Goal of the exercise - Please print the data again exactly as given.

----------------------------------------

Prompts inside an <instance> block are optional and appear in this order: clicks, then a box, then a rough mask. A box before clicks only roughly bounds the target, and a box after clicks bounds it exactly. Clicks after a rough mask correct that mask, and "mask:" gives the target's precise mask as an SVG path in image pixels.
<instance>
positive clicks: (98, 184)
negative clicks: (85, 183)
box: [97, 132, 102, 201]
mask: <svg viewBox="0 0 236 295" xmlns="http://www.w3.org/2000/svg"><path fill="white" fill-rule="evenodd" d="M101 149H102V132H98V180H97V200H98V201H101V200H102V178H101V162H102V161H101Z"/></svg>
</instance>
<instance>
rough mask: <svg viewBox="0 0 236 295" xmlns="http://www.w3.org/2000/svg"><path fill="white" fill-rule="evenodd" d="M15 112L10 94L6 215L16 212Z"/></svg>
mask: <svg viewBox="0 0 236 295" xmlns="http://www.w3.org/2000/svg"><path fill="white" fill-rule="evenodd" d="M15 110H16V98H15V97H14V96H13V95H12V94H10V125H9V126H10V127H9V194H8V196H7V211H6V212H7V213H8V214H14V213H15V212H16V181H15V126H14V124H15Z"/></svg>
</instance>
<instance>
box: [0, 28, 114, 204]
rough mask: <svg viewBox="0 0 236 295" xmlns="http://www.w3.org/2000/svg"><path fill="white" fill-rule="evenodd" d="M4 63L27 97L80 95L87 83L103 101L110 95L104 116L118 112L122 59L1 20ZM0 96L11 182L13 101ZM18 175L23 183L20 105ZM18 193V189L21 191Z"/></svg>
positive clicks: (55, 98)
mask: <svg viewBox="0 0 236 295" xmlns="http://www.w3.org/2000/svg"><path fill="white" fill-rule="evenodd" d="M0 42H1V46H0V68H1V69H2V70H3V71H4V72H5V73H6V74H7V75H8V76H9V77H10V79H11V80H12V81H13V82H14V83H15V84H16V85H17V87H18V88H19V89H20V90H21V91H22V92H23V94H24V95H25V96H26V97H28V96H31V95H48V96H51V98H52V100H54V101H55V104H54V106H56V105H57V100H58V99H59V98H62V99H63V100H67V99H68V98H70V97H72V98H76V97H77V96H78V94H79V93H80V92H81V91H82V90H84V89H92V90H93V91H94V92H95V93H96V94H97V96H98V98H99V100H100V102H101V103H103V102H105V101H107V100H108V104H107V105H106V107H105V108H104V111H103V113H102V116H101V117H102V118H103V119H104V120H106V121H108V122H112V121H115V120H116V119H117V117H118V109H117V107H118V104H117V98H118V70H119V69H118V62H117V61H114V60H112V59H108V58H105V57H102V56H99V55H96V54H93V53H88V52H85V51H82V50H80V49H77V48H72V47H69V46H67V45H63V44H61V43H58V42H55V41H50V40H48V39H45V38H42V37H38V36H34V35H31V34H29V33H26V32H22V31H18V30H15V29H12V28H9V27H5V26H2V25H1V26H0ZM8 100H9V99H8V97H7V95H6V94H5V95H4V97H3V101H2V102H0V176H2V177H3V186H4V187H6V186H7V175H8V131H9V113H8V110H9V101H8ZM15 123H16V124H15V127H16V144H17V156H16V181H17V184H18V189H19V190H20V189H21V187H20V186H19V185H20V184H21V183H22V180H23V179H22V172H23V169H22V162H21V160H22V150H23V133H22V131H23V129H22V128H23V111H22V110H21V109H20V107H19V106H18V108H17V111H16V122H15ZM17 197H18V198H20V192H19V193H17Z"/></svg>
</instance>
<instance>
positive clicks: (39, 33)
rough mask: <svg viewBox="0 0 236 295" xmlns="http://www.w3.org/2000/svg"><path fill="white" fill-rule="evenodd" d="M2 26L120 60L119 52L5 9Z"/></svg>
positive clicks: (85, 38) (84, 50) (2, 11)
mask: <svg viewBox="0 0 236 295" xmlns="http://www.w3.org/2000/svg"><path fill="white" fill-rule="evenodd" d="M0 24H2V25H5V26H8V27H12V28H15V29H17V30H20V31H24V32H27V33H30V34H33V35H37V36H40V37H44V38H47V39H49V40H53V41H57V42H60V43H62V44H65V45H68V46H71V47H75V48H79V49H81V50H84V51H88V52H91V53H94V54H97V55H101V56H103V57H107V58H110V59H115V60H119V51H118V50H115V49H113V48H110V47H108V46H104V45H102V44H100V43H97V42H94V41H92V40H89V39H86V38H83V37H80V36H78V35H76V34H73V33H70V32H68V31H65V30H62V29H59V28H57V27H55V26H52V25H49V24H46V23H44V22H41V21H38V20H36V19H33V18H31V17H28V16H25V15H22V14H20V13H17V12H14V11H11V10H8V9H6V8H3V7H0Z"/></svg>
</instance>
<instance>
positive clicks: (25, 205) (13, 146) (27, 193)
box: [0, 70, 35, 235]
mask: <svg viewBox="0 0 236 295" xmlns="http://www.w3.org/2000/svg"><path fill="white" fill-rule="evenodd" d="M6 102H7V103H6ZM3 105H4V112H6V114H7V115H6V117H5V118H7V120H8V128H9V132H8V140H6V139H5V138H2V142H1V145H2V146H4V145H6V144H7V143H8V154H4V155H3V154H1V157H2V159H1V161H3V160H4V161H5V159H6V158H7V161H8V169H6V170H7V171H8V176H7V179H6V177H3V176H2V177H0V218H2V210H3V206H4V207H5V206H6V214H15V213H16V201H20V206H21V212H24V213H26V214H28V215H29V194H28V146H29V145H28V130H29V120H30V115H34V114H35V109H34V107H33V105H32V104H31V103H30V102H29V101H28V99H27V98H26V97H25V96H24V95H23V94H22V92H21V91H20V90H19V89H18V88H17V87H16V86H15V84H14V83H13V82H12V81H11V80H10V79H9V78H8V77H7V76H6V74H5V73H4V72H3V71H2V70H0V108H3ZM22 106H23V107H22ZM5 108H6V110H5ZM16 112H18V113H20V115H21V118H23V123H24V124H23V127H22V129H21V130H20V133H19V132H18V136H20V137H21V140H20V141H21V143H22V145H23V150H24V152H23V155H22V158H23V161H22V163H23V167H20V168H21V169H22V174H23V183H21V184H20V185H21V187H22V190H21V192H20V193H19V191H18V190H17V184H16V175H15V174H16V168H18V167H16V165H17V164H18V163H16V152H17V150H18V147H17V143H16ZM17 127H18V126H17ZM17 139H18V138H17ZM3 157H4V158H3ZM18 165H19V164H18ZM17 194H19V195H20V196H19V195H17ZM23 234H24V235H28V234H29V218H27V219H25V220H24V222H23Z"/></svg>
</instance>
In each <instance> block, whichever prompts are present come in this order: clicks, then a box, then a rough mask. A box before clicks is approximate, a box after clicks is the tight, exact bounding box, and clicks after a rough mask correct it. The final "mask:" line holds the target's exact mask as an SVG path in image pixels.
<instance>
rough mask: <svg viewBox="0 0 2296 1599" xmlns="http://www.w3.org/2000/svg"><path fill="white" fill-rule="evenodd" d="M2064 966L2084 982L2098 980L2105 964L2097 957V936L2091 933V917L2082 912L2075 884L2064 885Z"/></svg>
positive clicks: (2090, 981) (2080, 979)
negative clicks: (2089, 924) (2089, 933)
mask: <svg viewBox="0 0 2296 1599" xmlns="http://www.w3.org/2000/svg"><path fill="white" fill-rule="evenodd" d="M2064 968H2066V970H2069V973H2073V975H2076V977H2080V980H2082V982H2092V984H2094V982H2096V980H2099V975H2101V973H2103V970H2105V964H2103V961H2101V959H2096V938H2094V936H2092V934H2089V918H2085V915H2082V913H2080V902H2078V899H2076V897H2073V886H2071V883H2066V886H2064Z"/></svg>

----------------------------------------

Result of the exercise -
Prompts inside an <instance> block are optional and appear in this order: clicks, then a box, then a rough mask. A box before clicks only roughly bounds the target, and a box after clicks bounds it exactly. Clicks after a rough mask correct that mask, and "mask:" gives the target's precise mask as an SVG path in image pixels.
<instance>
positive clicks: (98, 184)
negative clicks: (85, 183)
box: [97, 132, 102, 201]
mask: <svg viewBox="0 0 236 295" xmlns="http://www.w3.org/2000/svg"><path fill="white" fill-rule="evenodd" d="M101 149H102V132H98V180H97V200H98V201H101V200H102V178H101V162H102V161H101Z"/></svg>
</instance>
<instance>
rough mask: <svg viewBox="0 0 236 295" xmlns="http://www.w3.org/2000/svg"><path fill="white" fill-rule="evenodd" d="M15 112L10 94L6 215L16 212Z"/></svg>
mask: <svg viewBox="0 0 236 295" xmlns="http://www.w3.org/2000/svg"><path fill="white" fill-rule="evenodd" d="M15 110H16V98H15V97H14V96H13V95H12V94H10V125H9V126H10V127H9V194H8V196H7V211H6V212H7V213H8V214H14V213H15V212H16V181H15V126H14V124H15Z"/></svg>
</instance>
<instance>
box: [0, 28, 114, 204]
rough mask: <svg viewBox="0 0 236 295" xmlns="http://www.w3.org/2000/svg"><path fill="white" fill-rule="evenodd" d="M4 63L27 97L80 95L87 83L103 101L110 95L104 116L118 112L122 59L1 20ZM0 96L11 182L13 101ZM18 175L23 183L20 105ZM18 193V189L21 191Z"/></svg>
positive clicks: (55, 98)
mask: <svg viewBox="0 0 236 295" xmlns="http://www.w3.org/2000/svg"><path fill="white" fill-rule="evenodd" d="M0 42H1V46H0V68H1V69H2V70H3V71H4V72H5V73H6V74H7V75H8V76H9V77H10V79H11V80H12V81H13V82H14V83H15V84H16V85H17V87H18V88H19V89H20V90H21V91H22V92H23V94H24V95H25V96H26V97H28V96H31V95H48V96H51V98H52V100H54V101H55V104H54V106H56V105H57V100H58V99H59V98H62V99H63V100H67V99H68V98H70V97H72V98H76V97H77V96H78V94H79V93H80V92H81V91H82V90H84V89H92V90H93V91H94V92H95V93H96V94H97V96H98V98H99V100H100V102H101V103H103V102H105V101H107V100H108V104H107V105H106V107H105V108H104V111H103V113H102V116H101V117H102V118H103V119H104V120H106V121H108V122H112V121H115V120H116V119H117V117H118V109H117V107H118V104H117V98H118V70H119V69H118V62H117V61H114V60H112V59H108V58H105V57H102V56H99V55H96V54H93V53H88V52H85V51H82V50H80V49H77V48H72V47H69V46H67V45H63V44H61V43H58V42H55V41H50V40H48V39H45V38H42V37H38V36H34V35H31V34H29V33H26V32H22V31H18V30H15V29H12V28H9V27H5V26H2V25H1V26H0ZM8 100H9V99H8V97H7V95H6V94H5V95H4V97H3V101H2V102H0V176H2V177H3V186H4V187H6V186H7V175H8V131H9V113H8V110H9V101H8ZM15 123H16V124H15V127H16V144H17V156H16V181H17V184H18V189H19V190H20V189H21V187H20V186H19V185H20V184H21V183H22V180H23V179H22V172H23V169H22V162H21V160H22V150H23V133H22V131H23V129H22V128H23V111H22V110H21V109H20V107H19V106H18V108H17V111H16V122H15ZM17 197H18V198H20V192H19V193H17Z"/></svg>
</instance>
<instance>
positive clicks: (39, 33)
rough mask: <svg viewBox="0 0 236 295" xmlns="http://www.w3.org/2000/svg"><path fill="white" fill-rule="evenodd" d="M2 26L120 60L119 52L5 9Z"/></svg>
positive clicks: (85, 38) (84, 50) (2, 11)
mask: <svg viewBox="0 0 236 295" xmlns="http://www.w3.org/2000/svg"><path fill="white" fill-rule="evenodd" d="M0 24H2V25H5V26H8V27H12V28H15V29H17V30H20V31H24V32H27V33H30V34H33V35H37V36H40V37H44V38H47V39H49V40H53V41H57V42H60V43H62V44H65V45H68V46H71V47H75V48H79V49H81V50H84V51H88V52H91V53H94V54H97V55H101V56H103V57H107V58H110V59H115V60H119V51H118V50H115V49H113V48H110V47H108V46H104V45H102V44H100V43H97V42H94V41H92V40H89V39H86V38H83V37H80V36H78V35H76V34H73V33H70V32H68V31H65V30H62V29H59V28H57V27H55V26H52V25H49V24H46V23H44V22H41V21H38V20H36V19H33V18H31V17H28V16H25V15H22V14H20V13H17V12H14V11H11V10H8V9H6V8H3V7H0Z"/></svg>
</instance>
<instance>
positive clicks: (25, 205) (13, 146) (27, 193)
box: [0, 70, 35, 235]
mask: <svg viewBox="0 0 236 295" xmlns="http://www.w3.org/2000/svg"><path fill="white" fill-rule="evenodd" d="M6 102H7V103H6ZM3 105H4V112H6V114H7V115H6V117H5V118H7V120H8V128H9V132H8V140H6V139H5V138H2V142H1V145H2V146H4V145H6V144H7V143H8V154H4V155H3V154H1V157H2V159H1V161H3V160H4V161H5V159H6V158H7V161H8V169H6V170H7V171H8V176H7V179H6V177H3V176H2V177H0V218H2V210H3V206H4V207H5V206H6V214H15V213H16V201H20V206H21V212H24V213H26V214H28V215H29V194H28V146H29V145H28V130H29V120H30V115H34V114H35V109H34V107H33V105H32V104H31V103H30V102H29V101H28V99H27V98H26V97H25V96H24V95H23V94H22V92H21V91H20V90H19V89H18V88H17V87H16V86H15V84H14V83H13V82H12V81H11V80H10V79H9V78H8V77H7V76H6V74H5V73H4V72H3V71H2V70H0V108H3ZM22 106H23V107H22ZM5 108H6V110H5ZM16 112H18V113H20V115H21V118H23V123H24V124H23V127H22V129H21V130H20V133H19V132H18V136H20V137H21V140H20V141H21V143H22V145H23V150H24V152H23V155H22V158H23V161H22V163H23V167H20V168H21V169H22V174H23V183H21V184H20V185H21V187H22V190H21V192H20V193H19V191H18V190H17V184H16V175H15V174H16V168H18V167H16V165H17V164H18V163H16V152H17V150H18V147H17V143H16ZM17 127H18V126H17ZM17 139H18V138H17ZM3 157H4V158H3ZM18 165H19V164H18ZM17 194H19V195H20V196H19V195H17ZM23 234H24V235H28V234H29V218H27V219H25V220H24V222H23Z"/></svg>
</instance>
In each <instance> block, whichever prompts are present come in this order: clicks, then a box, then a rough mask. A box before clicks is approximate, a box after clicks is the tight, exact bounding box, and clicks after a rough mask correct it. The final "mask:" line holds the target's exact mask as an SVG path in image pixels.
<instance>
rough mask: <svg viewBox="0 0 2296 1599" xmlns="http://www.w3.org/2000/svg"><path fill="white" fill-rule="evenodd" d="M2064 966L2084 982L2098 980L2105 964L2097 957V936L2091 933V917L2082 912L2075 884L2064 885Z"/></svg>
positive clicks: (2090, 981) (2080, 979)
negative clicks: (2089, 924) (2089, 933)
mask: <svg viewBox="0 0 2296 1599" xmlns="http://www.w3.org/2000/svg"><path fill="white" fill-rule="evenodd" d="M2064 968H2066V970H2069V973H2073V975H2076V977H2080V980H2082V982H2092V984H2094V982H2096V980H2099V975H2101V973H2103V970H2105V964H2103V961H2101V959H2096V938H2094V936H2092V934H2089V918H2085V915H2082V913H2080V902H2078V899H2076V897H2073V886H2071V883H2066V886H2064Z"/></svg>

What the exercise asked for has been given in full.